◆ DOCUMENT EXCERPT
------------------------------
Saturday, November 22, 2014

Deconstructing Procrastination

It has been a long time I updated my blog. Procrastination is said to be the most destructive habit of a writer. Da Vince suffered from it a lot, and so do I. This disease has been associated with many great writers, but with different reasons. The Urdu humorous writer Mustaq Yosufi says that he only writes when he has something to write. German author Kafka says that a writer writes from the abyss of depression.

I guess that both of them make a valid argument. Back in Pakistan, I used to think that rather then author tens of books like Stephen King, it is much better to write just a single book like "Gone with the wind" by Margret Mitchell.

Mitchell stopped writing after she publish her first book. The reason seems either to be procrastination or maybe -- as Kafka puts it -- she didn't has any thought to express. In this case, procrastination is the greatest bliss as it stops a person from authoring nonsense.

There are other reasons too for this disease. A drought of ideas or a mess of ideas also leads to a lazy behaviour. A person starts her/his day with learning something new, then goes on for reading the headlines, takes a break and then reads some stuff on 9gag, afterwards s/he jumps into university work and then finally ends his internet life on facebook, twitter, or any other social network.

Moreover, I forgot to mention the nuisance of smartphone culture, It is utterly ridiculous to see people messaging and chatting for hours without a shred of logic. Sometime I feel that they suffer from Anthropophobia. These "smart phone mammals" are a weird sort of human breed that doesn't know that there is a world outside waiting to be discovered. The smart phone mammals are suffering from the worst sort of procrastination as they have nothing to share. The outside world seems non-existent to them.

Procrastination in the above sense is neither a bliss nor a disease. It becomes a habit, or rather a necessity of life. Commonly, such people delay jobs as long as the deadline allows things to be delayed. Jobs are scheduled as late as possible, so that the smart phone can be get the longest usable time possible. The demigod, i.e. smartphone, gets the biggest time share as there is no other purpose of life.

I think that procrastination should only be enjoyed it if lets a person live like a human.
------------------------------
◆ DATA TO EXAMINE
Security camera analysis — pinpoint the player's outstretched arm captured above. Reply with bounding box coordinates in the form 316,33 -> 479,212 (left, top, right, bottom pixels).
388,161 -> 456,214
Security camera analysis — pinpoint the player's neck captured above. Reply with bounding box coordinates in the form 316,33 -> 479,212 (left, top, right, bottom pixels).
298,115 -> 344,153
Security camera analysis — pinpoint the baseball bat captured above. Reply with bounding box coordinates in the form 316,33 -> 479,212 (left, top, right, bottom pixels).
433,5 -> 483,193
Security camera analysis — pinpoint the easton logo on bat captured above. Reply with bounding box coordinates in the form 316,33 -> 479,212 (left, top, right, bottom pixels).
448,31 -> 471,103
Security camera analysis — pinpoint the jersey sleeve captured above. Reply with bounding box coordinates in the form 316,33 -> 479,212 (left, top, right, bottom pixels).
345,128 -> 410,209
------------------------------
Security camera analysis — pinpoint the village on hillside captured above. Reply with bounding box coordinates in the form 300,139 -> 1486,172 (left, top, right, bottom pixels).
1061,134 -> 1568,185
------------------------------
◆ ASSIGNED TASK 1
According to the blog post on procrastination, when does the Urdu humorous writer Mustaq Yosufi say he writes?
◆ ASSIGNED TASK 2
Please repeat the part of the blog post on procrastination that starts at the words "There are other" and stops after "other social network.".

◆ ANSWER SPACE 1
He writes only when he has something to write.

◆ ANSWER SPACE 2
There are other reasons too for this disease. A drought of ideas or a mess of ideas also leads to a lazy behaviour. A person starts her/his day with learning something new, then goes on for reading the headlines, takes a break and then reads some stuff on 9gag, afterwards s/he jumps into university work and then finally ends his internet life on facebook, twitter, or any other social network.